> **What you will do**:
Read the entries below and pull out each line with the string "black".

Referring expression data

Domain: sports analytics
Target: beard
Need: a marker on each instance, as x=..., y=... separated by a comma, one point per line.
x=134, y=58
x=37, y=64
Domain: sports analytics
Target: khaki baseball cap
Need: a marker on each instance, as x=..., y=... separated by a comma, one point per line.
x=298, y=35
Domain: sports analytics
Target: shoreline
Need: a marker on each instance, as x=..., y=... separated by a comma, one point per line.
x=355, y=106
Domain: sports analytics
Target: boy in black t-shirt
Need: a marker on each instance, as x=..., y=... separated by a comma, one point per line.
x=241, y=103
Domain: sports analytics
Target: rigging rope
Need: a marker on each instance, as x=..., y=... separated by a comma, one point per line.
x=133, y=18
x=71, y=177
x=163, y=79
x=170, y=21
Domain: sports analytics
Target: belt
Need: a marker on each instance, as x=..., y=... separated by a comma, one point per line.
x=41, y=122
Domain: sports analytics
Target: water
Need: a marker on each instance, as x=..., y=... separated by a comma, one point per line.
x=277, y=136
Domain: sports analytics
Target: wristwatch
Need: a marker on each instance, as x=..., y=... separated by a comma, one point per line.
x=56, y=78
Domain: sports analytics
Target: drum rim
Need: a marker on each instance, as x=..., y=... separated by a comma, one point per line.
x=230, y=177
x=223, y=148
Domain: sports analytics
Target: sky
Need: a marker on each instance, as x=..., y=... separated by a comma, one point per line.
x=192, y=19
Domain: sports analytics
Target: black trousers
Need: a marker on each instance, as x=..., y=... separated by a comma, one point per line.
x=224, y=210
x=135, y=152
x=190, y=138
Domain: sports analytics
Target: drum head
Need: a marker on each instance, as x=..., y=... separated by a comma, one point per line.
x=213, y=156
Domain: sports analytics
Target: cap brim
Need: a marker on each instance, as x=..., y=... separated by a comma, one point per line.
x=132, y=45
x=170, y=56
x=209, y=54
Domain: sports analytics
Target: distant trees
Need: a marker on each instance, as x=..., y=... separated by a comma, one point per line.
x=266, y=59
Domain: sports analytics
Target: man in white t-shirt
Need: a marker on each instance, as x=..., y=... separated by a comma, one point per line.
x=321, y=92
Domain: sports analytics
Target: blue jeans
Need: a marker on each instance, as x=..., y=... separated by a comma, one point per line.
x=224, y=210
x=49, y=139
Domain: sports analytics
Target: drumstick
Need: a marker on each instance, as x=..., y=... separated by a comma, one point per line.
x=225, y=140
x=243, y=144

---

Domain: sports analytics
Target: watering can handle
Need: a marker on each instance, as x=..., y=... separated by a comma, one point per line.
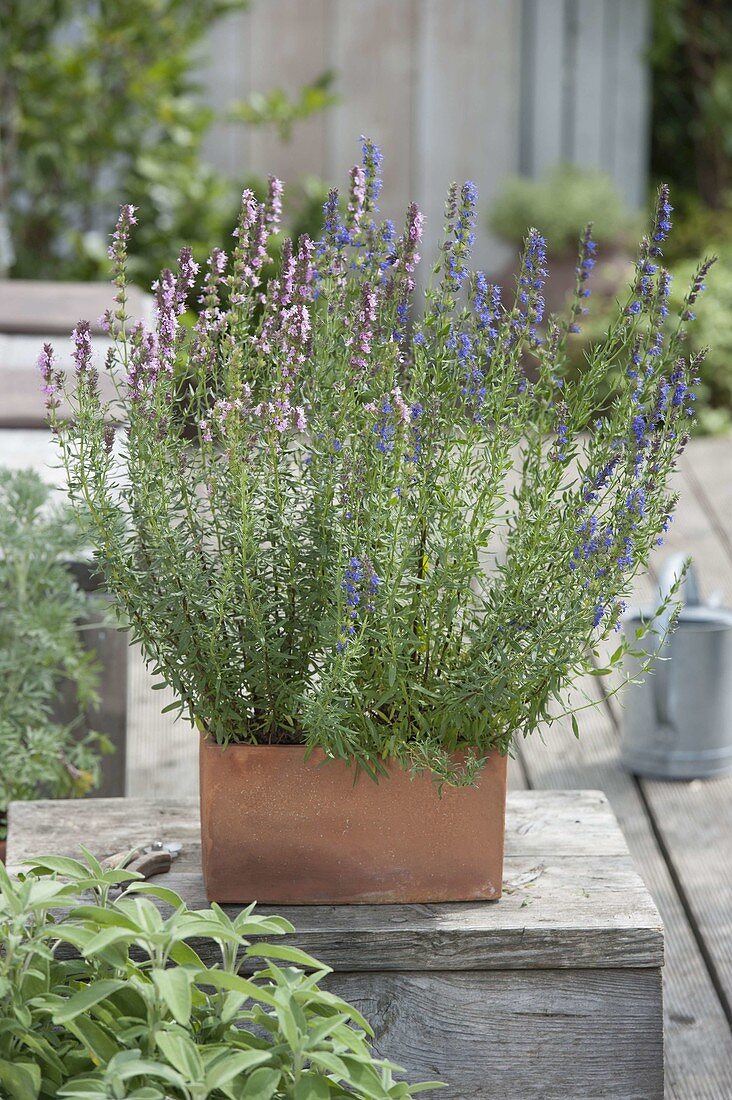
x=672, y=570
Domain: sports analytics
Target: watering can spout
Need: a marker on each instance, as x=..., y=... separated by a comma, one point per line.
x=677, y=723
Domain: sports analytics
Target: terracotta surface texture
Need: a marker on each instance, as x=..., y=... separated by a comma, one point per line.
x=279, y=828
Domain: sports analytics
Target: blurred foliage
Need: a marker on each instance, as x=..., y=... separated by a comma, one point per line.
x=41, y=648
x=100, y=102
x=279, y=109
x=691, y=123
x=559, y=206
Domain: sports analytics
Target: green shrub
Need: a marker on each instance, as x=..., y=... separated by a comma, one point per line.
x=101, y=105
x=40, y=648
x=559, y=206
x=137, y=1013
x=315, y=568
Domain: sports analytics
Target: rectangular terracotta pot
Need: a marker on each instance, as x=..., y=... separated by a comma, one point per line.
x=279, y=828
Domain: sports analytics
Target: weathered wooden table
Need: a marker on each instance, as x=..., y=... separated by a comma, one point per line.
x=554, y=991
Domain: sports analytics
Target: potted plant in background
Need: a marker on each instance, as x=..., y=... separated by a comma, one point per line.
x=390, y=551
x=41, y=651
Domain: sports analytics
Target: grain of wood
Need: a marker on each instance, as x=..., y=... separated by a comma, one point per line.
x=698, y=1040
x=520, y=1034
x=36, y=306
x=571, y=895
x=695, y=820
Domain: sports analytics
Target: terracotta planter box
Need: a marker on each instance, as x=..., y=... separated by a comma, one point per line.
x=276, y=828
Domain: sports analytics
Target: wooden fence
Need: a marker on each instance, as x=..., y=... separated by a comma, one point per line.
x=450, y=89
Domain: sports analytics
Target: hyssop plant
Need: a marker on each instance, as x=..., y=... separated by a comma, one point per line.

---

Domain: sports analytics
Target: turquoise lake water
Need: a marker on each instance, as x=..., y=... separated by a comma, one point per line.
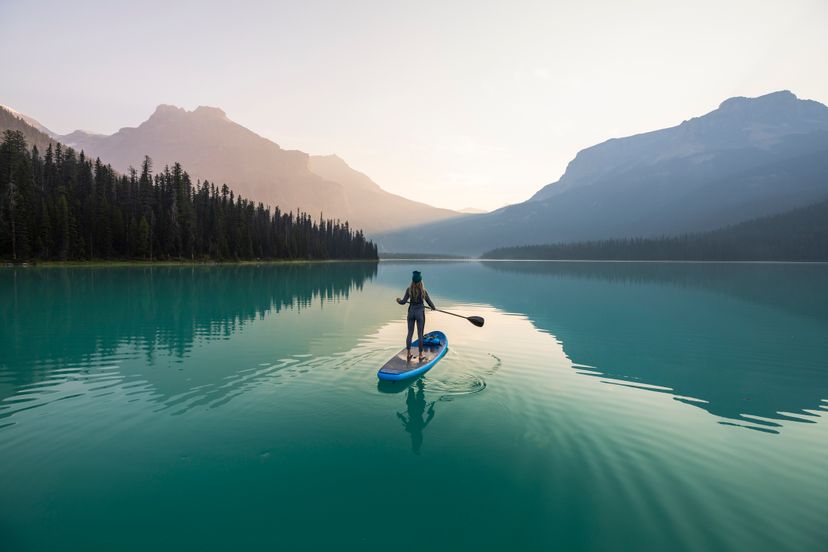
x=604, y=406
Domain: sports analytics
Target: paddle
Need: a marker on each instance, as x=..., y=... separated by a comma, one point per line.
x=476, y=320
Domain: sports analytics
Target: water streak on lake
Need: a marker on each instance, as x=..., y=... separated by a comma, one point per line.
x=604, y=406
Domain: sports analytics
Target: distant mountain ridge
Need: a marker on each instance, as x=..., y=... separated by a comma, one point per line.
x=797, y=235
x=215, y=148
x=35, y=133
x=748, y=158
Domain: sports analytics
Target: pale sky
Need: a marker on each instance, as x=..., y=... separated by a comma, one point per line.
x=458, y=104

> **Solution to the problem**:
Target: boy in black t-shirt
Target: black trousers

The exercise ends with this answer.